-- SOURCE RECORDS follows --
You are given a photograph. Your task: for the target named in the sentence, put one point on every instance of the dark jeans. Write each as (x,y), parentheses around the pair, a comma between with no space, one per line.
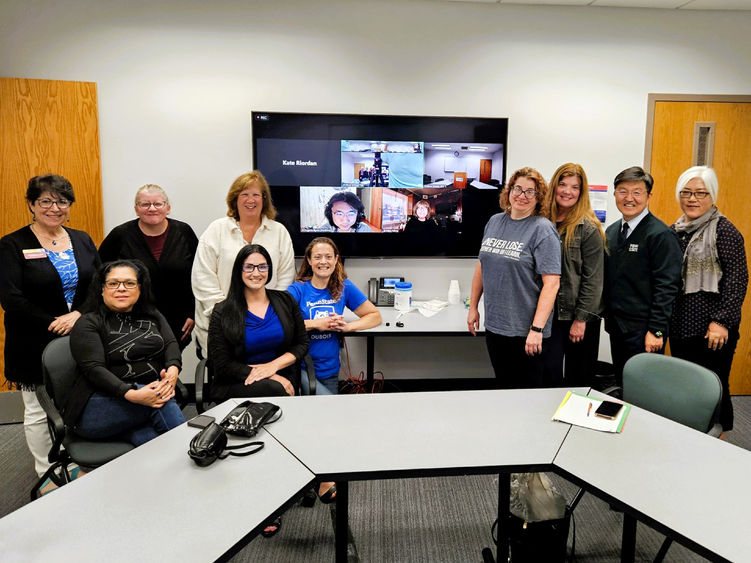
(625,345)
(580,357)
(513,368)
(107,417)
(695,350)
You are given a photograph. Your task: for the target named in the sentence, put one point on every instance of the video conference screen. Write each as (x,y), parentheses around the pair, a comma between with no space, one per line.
(383,185)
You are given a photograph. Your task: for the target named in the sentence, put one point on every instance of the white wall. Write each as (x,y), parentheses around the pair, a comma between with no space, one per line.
(177,80)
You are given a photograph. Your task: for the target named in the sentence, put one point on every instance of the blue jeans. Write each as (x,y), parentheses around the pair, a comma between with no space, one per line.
(328,386)
(107,417)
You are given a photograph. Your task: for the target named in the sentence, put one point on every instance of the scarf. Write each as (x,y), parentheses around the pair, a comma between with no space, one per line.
(701,264)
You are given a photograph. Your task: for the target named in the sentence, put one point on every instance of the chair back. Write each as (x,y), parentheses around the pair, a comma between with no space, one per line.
(59,369)
(674,388)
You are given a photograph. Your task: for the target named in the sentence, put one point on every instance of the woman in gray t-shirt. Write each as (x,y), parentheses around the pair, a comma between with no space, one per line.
(518,271)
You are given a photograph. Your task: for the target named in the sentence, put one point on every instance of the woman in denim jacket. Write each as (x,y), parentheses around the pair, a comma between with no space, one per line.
(576,321)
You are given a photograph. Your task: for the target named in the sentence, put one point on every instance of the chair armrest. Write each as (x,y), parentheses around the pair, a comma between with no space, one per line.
(54,422)
(200,374)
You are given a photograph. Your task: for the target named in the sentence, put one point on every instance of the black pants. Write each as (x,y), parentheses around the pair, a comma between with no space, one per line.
(580,357)
(625,345)
(695,350)
(513,368)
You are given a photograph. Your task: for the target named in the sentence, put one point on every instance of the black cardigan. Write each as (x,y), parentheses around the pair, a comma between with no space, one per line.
(31,293)
(170,276)
(88,345)
(642,276)
(228,357)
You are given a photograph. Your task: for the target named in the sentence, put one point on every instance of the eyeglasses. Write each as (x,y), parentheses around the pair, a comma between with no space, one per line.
(46,203)
(146,205)
(686,194)
(349,214)
(624,193)
(518,190)
(115,284)
(262,268)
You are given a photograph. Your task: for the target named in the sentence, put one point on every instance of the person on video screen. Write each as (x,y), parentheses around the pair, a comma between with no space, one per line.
(425,236)
(345,213)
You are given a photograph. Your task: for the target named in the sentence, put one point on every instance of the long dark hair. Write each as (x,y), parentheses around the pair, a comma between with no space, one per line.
(144,305)
(336,280)
(235,306)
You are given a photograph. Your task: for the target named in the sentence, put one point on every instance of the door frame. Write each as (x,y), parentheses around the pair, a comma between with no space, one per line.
(652,100)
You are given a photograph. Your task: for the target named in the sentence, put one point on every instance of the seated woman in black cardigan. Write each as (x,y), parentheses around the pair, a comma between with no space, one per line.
(128,360)
(256,335)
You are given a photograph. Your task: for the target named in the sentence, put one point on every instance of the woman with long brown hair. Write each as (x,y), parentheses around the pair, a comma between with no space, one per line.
(576,315)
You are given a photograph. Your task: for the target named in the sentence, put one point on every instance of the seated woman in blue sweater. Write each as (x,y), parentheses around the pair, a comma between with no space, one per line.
(128,360)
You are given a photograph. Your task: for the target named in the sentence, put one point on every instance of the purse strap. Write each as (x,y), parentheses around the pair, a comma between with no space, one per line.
(258,448)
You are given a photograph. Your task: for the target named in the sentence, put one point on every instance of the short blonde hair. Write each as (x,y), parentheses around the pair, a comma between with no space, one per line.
(241,184)
(152,188)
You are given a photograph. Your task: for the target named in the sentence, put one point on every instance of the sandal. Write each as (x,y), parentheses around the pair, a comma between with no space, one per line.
(329,496)
(272,527)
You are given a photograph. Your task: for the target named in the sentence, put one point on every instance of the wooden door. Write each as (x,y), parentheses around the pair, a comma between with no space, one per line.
(486,170)
(681,129)
(49,126)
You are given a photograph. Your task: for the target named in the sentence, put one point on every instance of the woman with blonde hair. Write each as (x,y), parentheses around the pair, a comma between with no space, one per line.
(250,219)
(518,271)
(578,308)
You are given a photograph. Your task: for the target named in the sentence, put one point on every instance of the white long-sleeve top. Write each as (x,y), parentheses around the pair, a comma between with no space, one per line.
(216,253)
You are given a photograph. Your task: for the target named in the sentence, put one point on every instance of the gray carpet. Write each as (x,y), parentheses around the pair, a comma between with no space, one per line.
(440,519)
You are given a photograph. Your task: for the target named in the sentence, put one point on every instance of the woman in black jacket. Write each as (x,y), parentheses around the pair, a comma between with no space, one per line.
(44,277)
(257,335)
(128,360)
(167,248)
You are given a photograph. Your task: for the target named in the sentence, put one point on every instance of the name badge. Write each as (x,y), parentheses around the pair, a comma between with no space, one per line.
(34,253)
-- SOURCE RECORDS concluded --
Pictures are to be left out; everything else in the entries is reproduced verbatim.

You are given a photograph. Your task: for the target named in the sentence, put one point on every instance of the dark jeans. Write each as (x,y), parentheses around the pair, a comma between with no space, one per line.
(625,345)
(580,357)
(513,368)
(107,417)
(695,350)
You are given a photograph. Your task: for the target named in the sentence, put one point on every instance of the video conference screen. Write each as (x,y), parentheses around the pair, a comma between with no space, one per line.
(383,185)
You are given a photograph. Your task: for the target named in the sentence, put one point on every instance of the white wall. Write each as (x,y), parentheses around the pair, a comma between with no space, one per line.
(177,80)
You are given a photograph. Your task: for the target named in the sentence, put one point on every instance of the blue jeans. Write each as (x,y), parentheses around the pair, a comma between with no space, one per line.
(328,386)
(107,417)
You are given a photograph. Your task: for the target named in the sentence, put one point on every instance of the scarf. Write each as (x,y), parentheses around the pair, a comma between with no space, one per line.
(701,264)
You are given a photograph. Your task: for the target named in the sentence, put one point on every instance of the chair back. Write each as (x,y), parentheses around the pair, a comma between with no space, one per line.
(59,369)
(674,388)
You are given a photograph. Your task: for the target named in the sentence, put one point on every instance of the woman in gray t-shirt. Write each as (x,y), parentheses around the pair, a comma between with no space, one per line.
(518,271)
You are given a photograph. Your task: for the target named in the sentence, put one point on every instance of the woman in denim jacket. Write each as (x,y), parentheses around the pair, a comma between with no space, one per line.
(576,321)
You are given a photograph. Your task: for the target named in the sentence, put one point on every instance of the chair armrest. Write each as (x,y), parentheses around the pair, a comma between with no space, one per line.
(54,422)
(200,374)
You are given a photograph. Your task: for the target named in the sentence, put one point on every instance of the black pants. Write each as (x,y), parentheses around the pair, a comma between with no space, one per line.
(580,357)
(625,345)
(695,350)
(513,368)
You are given a photograph. Your task: for the target named in the sentence, put one point on every instance of the black cardigan. Write each as (x,y), parentheses around the pair, a comma between with no space, one per line.
(31,293)
(170,276)
(88,345)
(642,276)
(228,357)
You are given a photograph. Your task: for the target named in the sentence, put one point on every instance of the eyeglasses. Write each as (x,y), parentheses around the pair, a comma between with no space, one per line.
(46,203)
(146,205)
(686,194)
(349,214)
(624,193)
(518,190)
(115,284)
(262,268)
You are given a photograph. Your task: for the target named in the sentence, put one point on every instance of the person on video screen. Write each as (x,y), parentheses around the pair, a comma between with no space, one per line.
(425,236)
(345,213)
You are given a photograph. Your task: for the target named in the sentence, put one point on every instance of the long dark hair. Write each as (x,y), parentheses around the pair, a comma between with no space, one per line.
(144,305)
(336,280)
(235,306)
You are given a photograph. Your task: for the target named in the sentence, put one point on every instance of the door frame. Write each as (x,y), parentheses around the pair, a comma between with no space, one per line.
(652,100)
You are given a photograph. Your task: for the target named in the sentence, put one point on every instance of the seated woman in black cardigan. Write each as (x,y), parentheses around the pair, a comma between with no space, one per line.
(128,360)
(256,335)
You are given a photograph. Your task: for the target named in the sentence, put one point on every instance of the woman with long brown hair. Write each as (x,y), parentheses around the pair, a comma between with no space, one per line.
(576,315)
You are given a photograph. Your task: for the target named in the sentence, put one point on every instance of the seated woman in blue sweater. Write each as (x,y), parentheses around the pair, a comma between with no space, one per line.
(128,360)
You are given a photograph. Your task: for the target named in the sentence, put one point on every instance of the purse strap. Write each as (x,y), parentheses around the pair, a comma between with no space, one per line.
(258,448)
You are given a photograph. Your task: for the target named in the sentence, put one point on every instance of the short blonde hair. Write each as (x,y), parentheses around the pair, a comma between with no space, one per line.
(241,184)
(152,188)
You are given a photograph. Your task: for the target named in the sentence, put one point on every instance of the sandal. Write each as (x,y), parentheses around the pair, a comma between with no space, one per line.
(329,496)
(272,527)
You are given a photograph. Your task: for the target named in the sentence, put one point on every instance of the wooden door. Write each as (x,y), parentheses around the pair, a comma between with no space, one per line.
(486,170)
(681,129)
(49,126)
You are given a photograph. Your task: for the target named in the sentence, put one point on every instance of the woman with blonde hair. Write each as (x,y), parentheses around the pair, a comma between with no space, one per line.
(250,219)
(518,271)
(578,308)
You are given a photograph. Your task: for the target named in the sentence, put one point on every instance of the white long-sleeve top. Write each as (x,y), parentheses around the pair, a comma between with no space, one per line.
(216,253)
You are given a photograph. Your task: for the target named in the sentence, put one point on every instance of the gray carpet. Write each as (x,y), parentheses around the pair, a comma between with no space, one per line.
(440,519)
You are given a photograph. Your task: for the target named in the sentence, put one point on every instance of the woman in black jacket. Write each as (x,y), parentheses around the pair, a comma between with no space, one per line.
(44,277)
(257,335)
(128,360)
(167,248)
You are given a photograph. Your task: for the target named in the sentence, put one point on every instance of the name badge. Write each as (x,y), parentheses around the pair, a comma between with no space, one per line.
(34,253)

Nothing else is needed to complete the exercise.